Data items:
__________________________________________________

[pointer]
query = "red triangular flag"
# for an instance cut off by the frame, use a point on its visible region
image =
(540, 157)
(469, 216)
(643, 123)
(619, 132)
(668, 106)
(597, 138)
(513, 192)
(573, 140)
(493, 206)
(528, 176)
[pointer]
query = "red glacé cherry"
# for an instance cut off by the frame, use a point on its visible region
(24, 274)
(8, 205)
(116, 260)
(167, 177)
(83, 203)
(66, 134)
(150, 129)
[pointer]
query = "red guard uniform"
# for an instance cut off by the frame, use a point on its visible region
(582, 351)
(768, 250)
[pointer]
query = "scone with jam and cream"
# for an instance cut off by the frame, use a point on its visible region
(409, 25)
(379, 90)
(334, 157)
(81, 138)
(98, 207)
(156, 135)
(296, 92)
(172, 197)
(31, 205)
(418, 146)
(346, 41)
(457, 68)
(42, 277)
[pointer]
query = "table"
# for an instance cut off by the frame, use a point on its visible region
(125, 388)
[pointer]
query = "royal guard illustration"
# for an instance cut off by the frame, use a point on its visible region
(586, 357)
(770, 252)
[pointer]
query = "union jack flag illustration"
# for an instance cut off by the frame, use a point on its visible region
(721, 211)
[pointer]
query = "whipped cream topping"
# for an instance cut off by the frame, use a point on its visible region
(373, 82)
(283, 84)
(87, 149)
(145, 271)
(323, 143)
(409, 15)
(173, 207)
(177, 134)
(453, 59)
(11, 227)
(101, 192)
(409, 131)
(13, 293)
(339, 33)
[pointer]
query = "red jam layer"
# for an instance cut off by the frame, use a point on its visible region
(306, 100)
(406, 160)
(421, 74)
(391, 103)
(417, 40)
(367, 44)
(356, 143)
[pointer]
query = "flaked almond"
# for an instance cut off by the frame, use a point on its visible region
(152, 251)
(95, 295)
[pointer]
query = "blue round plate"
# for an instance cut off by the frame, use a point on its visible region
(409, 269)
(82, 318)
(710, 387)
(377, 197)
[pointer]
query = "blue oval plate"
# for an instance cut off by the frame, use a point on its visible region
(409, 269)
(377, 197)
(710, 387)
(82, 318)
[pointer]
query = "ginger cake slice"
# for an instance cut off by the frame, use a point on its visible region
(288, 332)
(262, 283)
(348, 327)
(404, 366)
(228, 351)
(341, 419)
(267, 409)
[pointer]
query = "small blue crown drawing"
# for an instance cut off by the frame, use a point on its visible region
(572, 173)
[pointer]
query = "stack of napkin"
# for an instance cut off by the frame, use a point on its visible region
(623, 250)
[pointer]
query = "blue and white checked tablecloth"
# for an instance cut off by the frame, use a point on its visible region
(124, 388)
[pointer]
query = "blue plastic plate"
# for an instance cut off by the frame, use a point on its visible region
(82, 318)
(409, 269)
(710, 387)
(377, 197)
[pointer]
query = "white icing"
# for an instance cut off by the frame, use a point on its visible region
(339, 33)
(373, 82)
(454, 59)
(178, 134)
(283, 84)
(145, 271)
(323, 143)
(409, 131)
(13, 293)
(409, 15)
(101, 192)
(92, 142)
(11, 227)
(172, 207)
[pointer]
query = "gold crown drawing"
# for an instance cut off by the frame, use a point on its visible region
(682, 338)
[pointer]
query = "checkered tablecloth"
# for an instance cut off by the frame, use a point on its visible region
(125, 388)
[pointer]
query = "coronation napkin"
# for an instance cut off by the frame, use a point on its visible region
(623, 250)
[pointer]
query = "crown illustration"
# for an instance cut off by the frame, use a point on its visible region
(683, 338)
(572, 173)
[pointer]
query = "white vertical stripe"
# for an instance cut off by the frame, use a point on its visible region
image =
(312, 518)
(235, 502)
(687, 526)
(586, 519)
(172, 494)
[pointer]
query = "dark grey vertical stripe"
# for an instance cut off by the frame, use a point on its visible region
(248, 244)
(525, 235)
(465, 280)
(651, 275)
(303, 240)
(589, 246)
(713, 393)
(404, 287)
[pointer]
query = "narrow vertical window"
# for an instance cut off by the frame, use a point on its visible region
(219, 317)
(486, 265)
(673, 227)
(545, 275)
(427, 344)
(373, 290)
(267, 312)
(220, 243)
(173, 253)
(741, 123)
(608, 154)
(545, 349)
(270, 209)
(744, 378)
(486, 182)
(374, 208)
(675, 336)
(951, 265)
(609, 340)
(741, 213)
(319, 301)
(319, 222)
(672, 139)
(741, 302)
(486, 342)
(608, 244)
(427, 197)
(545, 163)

__________________________________________________

* [GIVEN TASK]
In full and verbatim, repeat the records given above.

* [TASK SOLUTION]
[pointer]
query = "red triangular flag"
# for an instance cut off by the frame, use a point on its visible region
image =
(540, 157)
(469, 216)
(643, 123)
(619, 132)
(668, 106)
(597, 138)
(513, 192)
(573, 140)
(493, 206)
(528, 176)
[pointer]
query = "red glacé cherry"
# for an instance cut off by the frame, use a point on its visible region
(24, 274)
(8, 205)
(116, 260)
(167, 177)
(83, 203)
(66, 134)
(150, 129)
[pointer]
query = "red guard uniform"
# for an instance cut off by the frame, use a point on its visible region
(582, 351)
(768, 250)
[pointer]
query = "scone with jam and cream"
# for an instance cut off by the frame, use a point on its visible region
(409, 25)
(379, 90)
(334, 157)
(81, 138)
(98, 207)
(156, 135)
(296, 92)
(172, 197)
(31, 205)
(418, 146)
(346, 41)
(457, 68)
(42, 277)
[pointer]
query = "table"
# for an instance cut off by the frame, use a point on its visible region
(125, 388)
[pointer]
query = "royal guard illustration"
# for an instance cut off by the frame, use a point on its visible region
(586, 357)
(770, 252)
[pointer]
query = "union jack flag illustration"
# for an instance cut off by the frame, use a point on its visible region
(721, 211)
[pointer]
query = "whipped cream topping"
# for an instance cut off by the frame, use a point on its visible region
(373, 82)
(283, 84)
(87, 149)
(145, 271)
(323, 143)
(409, 15)
(173, 207)
(177, 134)
(453, 59)
(11, 227)
(101, 192)
(409, 131)
(13, 293)
(339, 33)
[pointer]
query = "red jam layer"
# for an instance cut off by the frame, use a point on its visible region
(306, 100)
(406, 160)
(421, 74)
(391, 103)
(417, 40)
(367, 44)
(356, 143)
[pointer]
query = "flaked almond"
# for an instance cut off by the frame, use a point on its visible region
(152, 251)
(95, 295)
[pointer]
query = "blue round plate"
# for an instance cut off by the frame, use a point on its visible region
(409, 269)
(82, 318)
(710, 387)
(377, 197)
[pointer]
query = "blue oval plate"
# for an instance cut off by the frame, use a point on its visible region
(409, 269)
(377, 197)
(710, 387)
(82, 318)
[pointer]
query = "ginger cake slice"
# for an instance cut off by the frame, use a point on its visible region
(288, 332)
(262, 283)
(348, 327)
(404, 366)
(228, 351)
(341, 419)
(267, 409)
[pointer]
query = "small blue crown drawing"
# for an instance cut off by the frame, use a point on its visible region
(572, 173)
[pointer]
query = "stack of napkin"
# for an instance cut off by the frame, use a point on its visible region
(623, 250)
[pointer]
query = "blue and white checked tablecloth"
# for an instance cut off by the frame, use a point on its visible region
(124, 388)
[pointer]
query = "blue plastic plate"
# for an instance cut off by the frame, use a point on its visible region
(82, 318)
(409, 269)
(710, 387)
(377, 197)
[pointer]
query = "white icing"
# for an instance cut off by the frame, use a point on its visible region
(339, 33)
(373, 82)
(454, 59)
(178, 134)
(283, 84)
(145, 271)
(323, 143)
(409, 131)
(13, 293)
(409, 15)
(101, 192)
(92, 142)
(11, 227)
(172, 207)
[pointer]
query = "gold crown drawing"
# for an instance cut off by the frame, use a point on its visible region
(682, 338)
[pointer]
query = "checkered tablecloth"
# for an instance cut off by the frame, use a point on its visible region
(125, 388)
[pointer]
query = "coronation napkin"
# for an instance cut off by the frame, use a point on its visible region
(623, 250)
[pointer]
query = "crown illustration"
# for an instance cut off by the frame, use a point on its visible region
(683, 338)
(572, 173)
[pointer]
query = "white vertical stripe"
# for an instance cut off by the frame, use a point on its visible region
image =
(312, 518)
(235, 502)
(687, 526)
(586, 519)
(172, 494)
[pointer]
query = "dark grey vertical stripe"
# for an instance cut off by the frame, use a point on its visible region
(248, 244)
(525, 235)
(465, 280)
(651, 275)
(303, 240)
(589, 246)
(713, 393)
(404, 287)
[pointer]
query = "narrow vertical window"
# for an instance cut off by the frame, use a point on its visible region
(219, 317)
(486, 265)
(673, 227)
(545, 275)
(427, 344)
(373, 290)
(267, 312)
(220, 243)
(173, 253)
(741, 123)
(608, 154)
(545, 349)
(270, 209)
(744, 378)
(486, 182)
(374, 208)
(675, 336)
(951, 265)
(609, 340)
(741, 213)
(319, 301)
(319, 222)
(672, 139)
(741, 302)
(486, 342)
(608, 244)
(427, 197)
(545, 163)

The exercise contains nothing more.